• _GOAL_
Output the records below as a JSON list of strings, one string per line, skipping blank lines and leaving out the pictures.

Records from a data collection
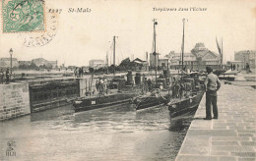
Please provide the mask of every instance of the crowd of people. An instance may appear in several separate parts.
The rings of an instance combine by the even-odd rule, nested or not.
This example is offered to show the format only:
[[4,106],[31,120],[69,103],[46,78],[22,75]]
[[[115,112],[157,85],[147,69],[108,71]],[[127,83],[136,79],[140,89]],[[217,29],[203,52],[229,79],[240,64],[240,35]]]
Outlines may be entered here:
[[236,69],[236,71],[239,71],[239,65],[238,64],[237,65],[231,64],[230,68],[231,68],[231,71],[235,71],[235,69]]
[[5,83],[9,83],[10,82],[9,68],[6,70],[5,73],[4,73],[3,69],[0,70],[0,83],[4,83],[4,80],[5,80]]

• _SOLUTION BELOW_
[
  "Please provide the mask of every instance of the crowd of people. An instance may appear in several separate parts.",
  "The rings of an instance combine by the even-odd rule, nested or not.",
  "This example is offered to show the format only:",
  "[[4,106],[31,120],[69,103],[46,78],[22,75]]",
  "[[[115,112],[157,85],[147,69],[108,71]],[[127,83],[136,79],[140,89]],[[217,29],[203,52],[229,79],[240,64],[240,35]]]",
  "Outlines may be entered here:",
  "[[236,69],[236,71],[239,71],[239,65],[238,64],[237,65],[231,64],[230,68],[231,68],[231,71],[235,71],[235,69]]",
  "[[5,83],[9,83],[10,82],[9,68],[6,70],[5,73],[4,73],[3,69],[0,70],[0,83],[4,83],[4,80],[5,80]]"
]